[Opening Material provided section]

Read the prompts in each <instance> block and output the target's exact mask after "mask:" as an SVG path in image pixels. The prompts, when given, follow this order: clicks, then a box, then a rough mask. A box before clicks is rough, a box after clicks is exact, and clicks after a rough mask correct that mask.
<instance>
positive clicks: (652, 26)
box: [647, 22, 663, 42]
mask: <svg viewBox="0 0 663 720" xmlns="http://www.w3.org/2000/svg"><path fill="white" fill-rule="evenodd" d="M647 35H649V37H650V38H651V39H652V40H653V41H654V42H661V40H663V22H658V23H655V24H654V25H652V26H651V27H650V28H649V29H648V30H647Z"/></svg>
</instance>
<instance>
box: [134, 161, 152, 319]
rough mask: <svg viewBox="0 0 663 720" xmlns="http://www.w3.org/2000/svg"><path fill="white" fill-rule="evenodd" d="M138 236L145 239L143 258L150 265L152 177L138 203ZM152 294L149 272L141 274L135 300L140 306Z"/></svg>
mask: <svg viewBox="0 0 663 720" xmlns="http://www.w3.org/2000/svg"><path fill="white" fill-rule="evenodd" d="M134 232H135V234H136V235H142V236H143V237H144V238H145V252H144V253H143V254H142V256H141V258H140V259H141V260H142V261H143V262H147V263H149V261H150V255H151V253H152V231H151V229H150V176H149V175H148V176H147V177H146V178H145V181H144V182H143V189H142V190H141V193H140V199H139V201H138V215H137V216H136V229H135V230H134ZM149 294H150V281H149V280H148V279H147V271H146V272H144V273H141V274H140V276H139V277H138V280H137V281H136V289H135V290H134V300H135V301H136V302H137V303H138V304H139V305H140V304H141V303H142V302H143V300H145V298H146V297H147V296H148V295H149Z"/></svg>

[Closing Material provided section]

◆ Exercise directions
Can you repeat the data above, swapping every "rough mask" for "coarse mask" and leaving everything else unchanged?

◆ Answer to this task
Read the prompts in each <instance> block and output the target's exact mask after "mask:" as an SVG path in image pixels. The prompts, when given, follow this order: clicks, then a box, then a coarse mask. A box before clicks is rough, a box after clicks is exact, and clicks after a coarse mask correct that mask.
<instance>
positive clicks: (652, 26)
box: [647, 22, 663, 42]
mask: <svg viewBox="0 0 663 720" xmlns="http://www.w3.org/2000/svg"><path fill="white" fill-rule="evenodd" d="M647 35H649V37H650V38H651V39H652V40H653V41H654V42H661V40H663V22H658V23H655V24H654V25H652V26H651V27H650V28H649V29H648V30H647Z"/></svg>
</instance>
<instance>
box: [134, 161, 152, 319]
coarse mask: <svg viewBox="0 0 663 720" xmlns="http://www.w3.org/2000/svg"><path fill="white" fill-rule="evenodd" d="M138 236L145 239L143 258L150 265L152 177L138 203ZM152 294L149 272L141 274L135 300L140 306Z"/></svg>
mask: <svg viewBox="0 0 663 720" xmlns="http://www.w3.org/2000/svg"><path fill="white" fill-rule="evenodd" d="M134 232H135V234H136V235H142V236H143V237H144V238H145V252H144V253H143V254H142V256H141V258H140V259H141V260H142V261H143V262H147V263H149V261H150V255H151V253H152V231H151V229H150V176H149V175H148V176H147V177H146V178H145V181H144V182H143V189H142V190H141V193H140V199H139V201H138V215H137V216H136V229H135V230H134ZM149 294H150V281H149V280H148V279H147V271H146V272H144V273H141V274H140V276H139V277H138V280H137V281H136V289H135V290H134V300H135V301H136V302H137V303H138V304H139V305H140V304H141V303H142V302H143V300H145V298H146V297H147V296H148V295H149Z"/></svg>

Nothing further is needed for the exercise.